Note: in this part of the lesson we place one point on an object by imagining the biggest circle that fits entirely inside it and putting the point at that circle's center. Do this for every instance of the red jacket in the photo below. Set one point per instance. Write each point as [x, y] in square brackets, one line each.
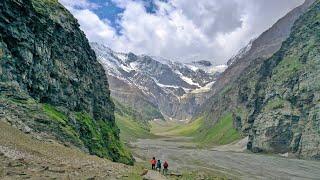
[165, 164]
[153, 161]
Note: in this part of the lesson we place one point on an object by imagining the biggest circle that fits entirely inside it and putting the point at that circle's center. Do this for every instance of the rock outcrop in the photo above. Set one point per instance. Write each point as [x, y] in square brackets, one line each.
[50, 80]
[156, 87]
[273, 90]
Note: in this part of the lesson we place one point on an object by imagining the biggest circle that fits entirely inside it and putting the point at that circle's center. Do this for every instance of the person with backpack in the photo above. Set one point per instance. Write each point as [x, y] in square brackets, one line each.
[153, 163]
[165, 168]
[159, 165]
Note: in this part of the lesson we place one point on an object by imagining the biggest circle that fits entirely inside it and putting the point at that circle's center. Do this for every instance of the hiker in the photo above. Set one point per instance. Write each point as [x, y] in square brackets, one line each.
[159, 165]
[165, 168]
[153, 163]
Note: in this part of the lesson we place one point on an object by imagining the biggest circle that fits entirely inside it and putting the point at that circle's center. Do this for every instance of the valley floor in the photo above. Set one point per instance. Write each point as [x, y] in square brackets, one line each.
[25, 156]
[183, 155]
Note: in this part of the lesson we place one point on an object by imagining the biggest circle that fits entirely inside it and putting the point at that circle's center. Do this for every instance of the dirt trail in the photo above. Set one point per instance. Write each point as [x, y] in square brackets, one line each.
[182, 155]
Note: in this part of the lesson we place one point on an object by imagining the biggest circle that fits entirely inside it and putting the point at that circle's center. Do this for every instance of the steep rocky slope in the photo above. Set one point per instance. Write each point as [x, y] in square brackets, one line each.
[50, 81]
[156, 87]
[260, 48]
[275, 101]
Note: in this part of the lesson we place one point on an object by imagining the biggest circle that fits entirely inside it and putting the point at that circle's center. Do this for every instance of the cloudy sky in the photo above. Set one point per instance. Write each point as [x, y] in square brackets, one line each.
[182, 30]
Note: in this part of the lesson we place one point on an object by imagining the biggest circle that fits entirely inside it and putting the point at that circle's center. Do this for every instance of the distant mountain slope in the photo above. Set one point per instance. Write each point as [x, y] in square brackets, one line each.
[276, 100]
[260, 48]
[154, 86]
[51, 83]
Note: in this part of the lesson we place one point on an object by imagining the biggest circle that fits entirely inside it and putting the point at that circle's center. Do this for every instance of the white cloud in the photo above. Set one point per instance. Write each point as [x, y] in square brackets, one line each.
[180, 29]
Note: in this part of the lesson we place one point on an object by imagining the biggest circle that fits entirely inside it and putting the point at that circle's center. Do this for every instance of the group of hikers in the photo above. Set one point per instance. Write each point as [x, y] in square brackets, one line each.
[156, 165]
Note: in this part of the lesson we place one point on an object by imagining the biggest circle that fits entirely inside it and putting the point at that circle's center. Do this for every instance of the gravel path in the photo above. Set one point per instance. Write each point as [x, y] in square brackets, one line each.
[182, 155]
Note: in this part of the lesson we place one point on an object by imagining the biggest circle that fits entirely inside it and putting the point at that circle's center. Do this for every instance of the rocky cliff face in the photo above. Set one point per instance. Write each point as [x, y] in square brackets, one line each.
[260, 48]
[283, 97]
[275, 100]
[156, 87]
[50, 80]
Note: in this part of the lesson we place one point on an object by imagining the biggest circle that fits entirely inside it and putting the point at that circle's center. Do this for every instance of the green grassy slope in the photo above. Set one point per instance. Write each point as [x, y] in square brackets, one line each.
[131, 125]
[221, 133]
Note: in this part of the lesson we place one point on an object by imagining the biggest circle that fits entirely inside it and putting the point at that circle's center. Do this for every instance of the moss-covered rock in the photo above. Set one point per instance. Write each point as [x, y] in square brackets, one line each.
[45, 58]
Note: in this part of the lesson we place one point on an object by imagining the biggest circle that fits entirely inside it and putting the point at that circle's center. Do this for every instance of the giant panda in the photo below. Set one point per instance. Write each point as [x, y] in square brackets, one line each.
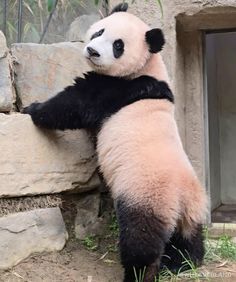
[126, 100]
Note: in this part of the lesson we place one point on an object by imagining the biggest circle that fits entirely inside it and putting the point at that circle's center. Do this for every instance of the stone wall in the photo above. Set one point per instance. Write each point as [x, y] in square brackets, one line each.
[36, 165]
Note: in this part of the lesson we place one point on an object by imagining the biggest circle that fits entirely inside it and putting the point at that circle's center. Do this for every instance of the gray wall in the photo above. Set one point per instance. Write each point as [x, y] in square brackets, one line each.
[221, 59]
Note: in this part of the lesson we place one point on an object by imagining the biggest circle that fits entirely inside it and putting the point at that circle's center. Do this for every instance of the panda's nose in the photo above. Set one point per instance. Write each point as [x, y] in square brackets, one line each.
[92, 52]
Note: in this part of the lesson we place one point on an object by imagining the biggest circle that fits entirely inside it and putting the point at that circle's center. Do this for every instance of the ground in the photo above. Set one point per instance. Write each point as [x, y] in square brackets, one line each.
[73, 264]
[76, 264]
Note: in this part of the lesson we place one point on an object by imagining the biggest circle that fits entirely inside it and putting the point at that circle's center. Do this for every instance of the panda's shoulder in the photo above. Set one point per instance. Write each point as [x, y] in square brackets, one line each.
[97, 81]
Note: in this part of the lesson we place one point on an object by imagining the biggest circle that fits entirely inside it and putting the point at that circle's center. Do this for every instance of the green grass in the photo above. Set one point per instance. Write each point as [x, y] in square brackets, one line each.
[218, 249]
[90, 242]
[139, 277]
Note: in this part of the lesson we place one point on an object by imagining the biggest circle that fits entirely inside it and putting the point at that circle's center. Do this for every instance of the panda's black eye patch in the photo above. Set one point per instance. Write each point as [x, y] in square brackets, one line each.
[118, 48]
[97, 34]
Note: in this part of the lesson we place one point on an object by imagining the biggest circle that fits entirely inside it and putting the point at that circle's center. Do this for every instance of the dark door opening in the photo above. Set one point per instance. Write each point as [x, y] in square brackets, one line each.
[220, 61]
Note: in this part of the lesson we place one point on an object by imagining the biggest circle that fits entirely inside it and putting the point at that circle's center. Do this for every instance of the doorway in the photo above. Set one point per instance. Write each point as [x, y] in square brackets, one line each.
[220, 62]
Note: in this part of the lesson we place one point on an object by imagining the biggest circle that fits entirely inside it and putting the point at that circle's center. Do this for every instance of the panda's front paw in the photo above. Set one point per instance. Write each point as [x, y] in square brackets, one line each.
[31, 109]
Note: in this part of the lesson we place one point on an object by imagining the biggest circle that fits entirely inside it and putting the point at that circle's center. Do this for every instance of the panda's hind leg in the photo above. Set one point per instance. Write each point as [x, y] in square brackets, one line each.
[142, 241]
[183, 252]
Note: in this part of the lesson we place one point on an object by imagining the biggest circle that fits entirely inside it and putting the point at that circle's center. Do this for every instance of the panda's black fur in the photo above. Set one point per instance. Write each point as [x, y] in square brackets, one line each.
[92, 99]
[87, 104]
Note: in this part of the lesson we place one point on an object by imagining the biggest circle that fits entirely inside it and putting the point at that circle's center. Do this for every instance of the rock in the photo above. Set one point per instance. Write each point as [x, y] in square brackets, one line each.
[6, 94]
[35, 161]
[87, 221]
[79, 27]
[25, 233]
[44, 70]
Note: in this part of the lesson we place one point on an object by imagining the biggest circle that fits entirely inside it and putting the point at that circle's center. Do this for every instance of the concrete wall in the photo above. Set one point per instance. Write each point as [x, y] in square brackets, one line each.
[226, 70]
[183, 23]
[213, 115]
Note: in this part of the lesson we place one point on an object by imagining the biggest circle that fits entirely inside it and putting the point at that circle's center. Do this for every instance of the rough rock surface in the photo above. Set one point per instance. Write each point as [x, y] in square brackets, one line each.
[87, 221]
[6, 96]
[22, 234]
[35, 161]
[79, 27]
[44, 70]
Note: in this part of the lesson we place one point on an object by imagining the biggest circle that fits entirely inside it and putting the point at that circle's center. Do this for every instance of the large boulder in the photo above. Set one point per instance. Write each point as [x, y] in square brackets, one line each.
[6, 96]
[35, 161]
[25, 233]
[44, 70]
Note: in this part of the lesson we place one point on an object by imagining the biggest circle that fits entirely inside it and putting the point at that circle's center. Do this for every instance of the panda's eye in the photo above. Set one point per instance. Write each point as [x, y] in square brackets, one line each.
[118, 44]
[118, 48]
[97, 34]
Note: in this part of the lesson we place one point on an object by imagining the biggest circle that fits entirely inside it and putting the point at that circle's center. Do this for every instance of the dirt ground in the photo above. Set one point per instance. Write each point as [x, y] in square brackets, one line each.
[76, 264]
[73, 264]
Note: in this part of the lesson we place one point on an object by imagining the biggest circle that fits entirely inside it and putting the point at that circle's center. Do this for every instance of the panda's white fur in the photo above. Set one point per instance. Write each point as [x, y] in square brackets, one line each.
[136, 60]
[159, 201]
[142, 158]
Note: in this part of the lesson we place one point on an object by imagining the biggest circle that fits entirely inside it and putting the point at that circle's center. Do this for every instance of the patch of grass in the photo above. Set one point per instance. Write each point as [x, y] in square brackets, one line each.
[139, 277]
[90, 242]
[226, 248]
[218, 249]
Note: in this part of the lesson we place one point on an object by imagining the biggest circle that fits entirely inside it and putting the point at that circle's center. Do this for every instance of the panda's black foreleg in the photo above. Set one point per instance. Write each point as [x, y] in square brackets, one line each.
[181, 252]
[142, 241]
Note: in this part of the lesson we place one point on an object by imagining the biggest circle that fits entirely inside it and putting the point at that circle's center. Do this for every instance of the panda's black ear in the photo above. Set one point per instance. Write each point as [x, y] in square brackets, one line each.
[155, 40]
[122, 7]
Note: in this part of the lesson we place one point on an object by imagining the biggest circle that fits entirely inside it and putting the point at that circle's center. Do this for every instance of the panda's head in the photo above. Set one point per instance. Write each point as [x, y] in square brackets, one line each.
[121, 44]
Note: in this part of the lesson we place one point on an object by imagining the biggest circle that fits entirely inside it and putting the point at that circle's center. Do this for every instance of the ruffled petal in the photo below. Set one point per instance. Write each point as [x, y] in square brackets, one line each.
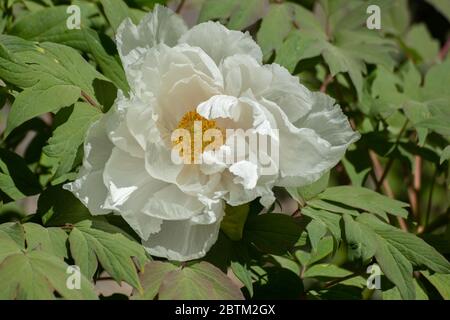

┄┄┄┄┄┄┄┄┄┄

- [Goal] Reproduce exactly the lines from the one with "panda's black foreleg" to the bottom of the listing, both ends included, and nothing else. Skip the pictures.

- [Solution]
Note: in this part of the lesson we place one point on an object by imagining the biggest circle that fits entirely inside it and putting the point at that circle's center. Do this for every instance of the panda's black foreleg in the photo above. Set one point per instance. Write each point as [x, y] in square brackets, one line each.
[181, 252]
[142, 241]
Note: in this part of the lesson we place one point on an object by imagining the biggest circle that fits entirely inside it and putting the point at that circle's center. Do this for every instance of the panda's black ear in the photo above. Set one point per instance. Write each point as [x, y] in square brackets, one line each.
[155, 40]
[122, 7]
Note: in this part of the lesson we place one point on an object by imagining the biggest circle that fits entirely inside it and putting the point at that circle's center. Do this for every instance of the panda's head in the photo above. Set one point per instance. Write each point as [x, y] in square brackets, one line each.
[121, 44]
Note: in this part of the lesson we place one point on an object by imagining the biggest circle that fits entirely inside it and putting the point at that circle's center. Do this for every instance of the ruffled petal in the photo below. Set one point per instance. Write each point as [x, y] in square brackets, one line each.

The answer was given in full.